Texte étudié ->

§ §

Diane Arbus, Dominique Blais, Olivier Blanckart, Céleste Boursier-Mougenot, Omar Victor Diop, Florence Doléac, Philippe Fangeaux, Aurélien Froment, Piero Gilardi, Joseph Grigely, Ann Veronica Janssens, Suzanne Lafont, Nino Laisné, Ange Leccia, Maria Loboda, Robert Mapplethorpe, Charles Mason, Joachim Mogarra, Aurélien Mole, Pierre Molinier, Shana Moulton, Helmut Newton, Chantal Raguet, Jean-Claude Ruggirello, Sory Sanlé, Daniel Schlier, Cindy Sherman.

Commissariat, Claire Jacquet, directrice du Frac Aquitaine.
Du 13 juillet 2017au 3 septembre 2017
À l’Opéra National de Bordeaux


L’exposition présentée au sein du Grand-Théâtre, splendide écrin architectural crée par Victor Louis, fait se conjuguer les époques et les sensibilités artistiques, s’inspirant des thèmes qui imprègnent l’activité d’une maison telle qu’un opéra - la danse, la musique, les arts de la scène, le jeu, le corps, les décors et les costumes - tout en rejoignant la thématique de la saison culturelle paysages bordeaux 2017. Depuis le rez-de-chaussée jusqu’à l’étage supérieur, sculptures monumentales, photographies, vidéo et installations d’artistes internationalement reconnus (Robert Mapplethorpe, Cindy Sherman, Diane Arbus, Helmut Newton, Pierre Molinier... ) et émergents (Nino Laisné, Aurélien Froment, Shana Moulton, Omar Victor Diop… ) se présentent comme autant d’évocations poétiques liant nature et création ; les œuvres y jouent une sorte de partition globale, où le corps compose et interagit avec le paysage dans lequel il s’inscrit, qu’il soit urbain, naturel, domestiqué, intime, métaphorique ou politique.

§ §

Entrées contenues dans un jeu de données
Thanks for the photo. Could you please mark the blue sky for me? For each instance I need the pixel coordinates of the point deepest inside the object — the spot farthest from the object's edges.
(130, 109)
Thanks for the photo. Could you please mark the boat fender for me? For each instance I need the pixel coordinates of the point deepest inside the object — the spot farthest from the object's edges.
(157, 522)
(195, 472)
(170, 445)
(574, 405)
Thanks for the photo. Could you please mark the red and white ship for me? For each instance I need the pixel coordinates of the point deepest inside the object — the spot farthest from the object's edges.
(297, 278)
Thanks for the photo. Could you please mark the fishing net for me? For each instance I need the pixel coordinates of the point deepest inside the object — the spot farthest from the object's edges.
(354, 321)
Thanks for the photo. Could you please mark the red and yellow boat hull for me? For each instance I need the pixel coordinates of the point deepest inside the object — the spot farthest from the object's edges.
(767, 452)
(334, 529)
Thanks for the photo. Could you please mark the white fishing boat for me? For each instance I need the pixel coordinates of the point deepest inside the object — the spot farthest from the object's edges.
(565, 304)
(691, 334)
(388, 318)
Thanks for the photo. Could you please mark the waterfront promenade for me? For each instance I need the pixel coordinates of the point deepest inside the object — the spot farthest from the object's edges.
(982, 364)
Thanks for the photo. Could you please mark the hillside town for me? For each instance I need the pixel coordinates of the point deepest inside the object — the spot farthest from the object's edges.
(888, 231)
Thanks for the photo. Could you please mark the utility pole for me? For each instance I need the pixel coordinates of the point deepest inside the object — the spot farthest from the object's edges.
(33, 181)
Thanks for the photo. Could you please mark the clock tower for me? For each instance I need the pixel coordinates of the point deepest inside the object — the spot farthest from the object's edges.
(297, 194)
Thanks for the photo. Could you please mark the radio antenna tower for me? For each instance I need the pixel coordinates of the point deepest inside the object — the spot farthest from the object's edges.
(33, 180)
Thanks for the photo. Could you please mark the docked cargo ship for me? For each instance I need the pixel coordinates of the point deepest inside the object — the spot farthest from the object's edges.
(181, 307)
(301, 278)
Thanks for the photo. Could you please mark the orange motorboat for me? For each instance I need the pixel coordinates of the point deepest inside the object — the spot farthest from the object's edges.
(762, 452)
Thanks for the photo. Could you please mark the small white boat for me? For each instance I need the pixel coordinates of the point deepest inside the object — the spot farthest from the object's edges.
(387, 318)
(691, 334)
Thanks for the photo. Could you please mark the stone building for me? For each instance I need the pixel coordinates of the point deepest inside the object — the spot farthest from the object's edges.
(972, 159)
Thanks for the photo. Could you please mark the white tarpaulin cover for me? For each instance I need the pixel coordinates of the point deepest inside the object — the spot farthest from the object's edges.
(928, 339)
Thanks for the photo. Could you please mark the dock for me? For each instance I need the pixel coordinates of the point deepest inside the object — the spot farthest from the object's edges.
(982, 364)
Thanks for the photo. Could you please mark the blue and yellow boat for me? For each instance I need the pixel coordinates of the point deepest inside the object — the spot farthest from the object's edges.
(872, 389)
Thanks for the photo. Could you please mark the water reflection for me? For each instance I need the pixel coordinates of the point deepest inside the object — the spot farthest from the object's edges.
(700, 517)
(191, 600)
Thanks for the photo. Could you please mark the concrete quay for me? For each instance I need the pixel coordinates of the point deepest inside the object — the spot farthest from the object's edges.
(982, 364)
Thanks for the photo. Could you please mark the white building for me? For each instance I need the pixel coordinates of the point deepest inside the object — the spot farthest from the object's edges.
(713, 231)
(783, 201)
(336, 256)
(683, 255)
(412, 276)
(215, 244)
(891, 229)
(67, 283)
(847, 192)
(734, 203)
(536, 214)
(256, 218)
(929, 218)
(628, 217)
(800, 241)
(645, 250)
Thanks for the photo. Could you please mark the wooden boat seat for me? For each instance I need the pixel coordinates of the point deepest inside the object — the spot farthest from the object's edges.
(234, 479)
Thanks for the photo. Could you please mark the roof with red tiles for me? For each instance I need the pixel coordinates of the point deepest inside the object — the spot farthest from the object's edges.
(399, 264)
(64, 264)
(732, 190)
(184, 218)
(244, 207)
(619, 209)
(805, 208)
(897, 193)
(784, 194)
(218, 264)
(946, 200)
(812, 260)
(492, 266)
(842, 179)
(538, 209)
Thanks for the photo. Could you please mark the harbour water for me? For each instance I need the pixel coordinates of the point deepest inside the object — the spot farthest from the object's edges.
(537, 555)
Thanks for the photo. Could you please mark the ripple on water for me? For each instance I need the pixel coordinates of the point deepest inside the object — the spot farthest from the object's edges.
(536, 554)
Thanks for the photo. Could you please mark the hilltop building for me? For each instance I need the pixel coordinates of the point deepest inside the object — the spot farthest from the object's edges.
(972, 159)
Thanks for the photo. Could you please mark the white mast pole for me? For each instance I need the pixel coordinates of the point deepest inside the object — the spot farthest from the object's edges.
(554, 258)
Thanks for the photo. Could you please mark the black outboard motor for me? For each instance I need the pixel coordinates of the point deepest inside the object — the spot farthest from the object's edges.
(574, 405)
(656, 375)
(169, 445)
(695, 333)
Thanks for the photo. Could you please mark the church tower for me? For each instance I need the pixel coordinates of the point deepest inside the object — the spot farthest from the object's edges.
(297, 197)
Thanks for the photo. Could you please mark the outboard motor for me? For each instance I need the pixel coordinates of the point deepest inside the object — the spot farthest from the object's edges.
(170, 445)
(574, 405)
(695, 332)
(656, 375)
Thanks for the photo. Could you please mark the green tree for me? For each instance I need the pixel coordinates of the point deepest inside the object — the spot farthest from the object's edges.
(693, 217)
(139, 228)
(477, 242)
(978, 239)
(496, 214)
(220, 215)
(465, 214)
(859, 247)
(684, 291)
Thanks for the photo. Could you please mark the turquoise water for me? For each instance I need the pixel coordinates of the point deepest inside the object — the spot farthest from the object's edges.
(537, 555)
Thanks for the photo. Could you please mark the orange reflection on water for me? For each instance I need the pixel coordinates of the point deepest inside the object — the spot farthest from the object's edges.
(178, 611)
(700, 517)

§ §

Travail demandé ->
A. Reformulez sous forme de liste concise le paragraphe du texte étudié qui commence par « L’exposition présentée au sein du Grand-Théâtre », en conservant ses informations essentielles.
B. Poursuivez la présentation de l’exposition au Grand-Théâtre à partir de l’endroit où le texte étudié s’interrompt.

Vos réponses rédigées ->
A.
- Lieu : le Grand-Théâtre, écrin architectural créé par Victor Louis.
- Principe : l’exposition conjugue les époques et les sensibilités artistiques.
- Inspiration : les thèmes propres à un opéra (danse, musique, arts de la scène, jeu, corps, décors, costumes).
- Lien : elle rejoint la thématique de la saison culturelle paysages bordeaux 2017.
- Parcours : du rez-de-chaussée à l’étage supérieur.
- Œuvres : sculptures monumentales, photographies, vidéo et installations.
- Artistes : des artistes internationalement reconnus (Robert Mapplethorpe, Cindy Sherman, Diane Arbus, Helmut Newton, Pierre Molinier) et des artistes émergents (Nino Laisné, Aurélien Froment, Shana Moulton, Omar Victor Diop).
- Propos : des évocations poétiques liant nature et création, où le corps interagit avec son paysage, qu’il soit urbain, naturel, domestiqué, intime, métaphorique ou politique.

B.
Le visiteur est accueilli par le Bouquet perpétuel de Joachim Mogarra. Souvenir des bouquets majestueux qui ont parfois décoré le lieu, cette composition florale est en creux le portrait de l’institution qui elle-même en choisit les fleurs. En écho, Vestito natura betulle de Piero Gilardi, enveloppe corporelle faite de bois en trompe-l’œil, costume de scène ou corset, suggère une nature menacée.
À l’étage, dans les trois foyers, le salon Lalande et au centre de la salle Boireau, c’est l’éclat de la mise en scène qui est souligné comme le suggère la frise peinte sur les faces extérieures de la tente de Philippe Fangeaux, qui crée un décor narratif et ostentatoire obligeant le spectateur à se déplacer pour en avoir une lecture complète.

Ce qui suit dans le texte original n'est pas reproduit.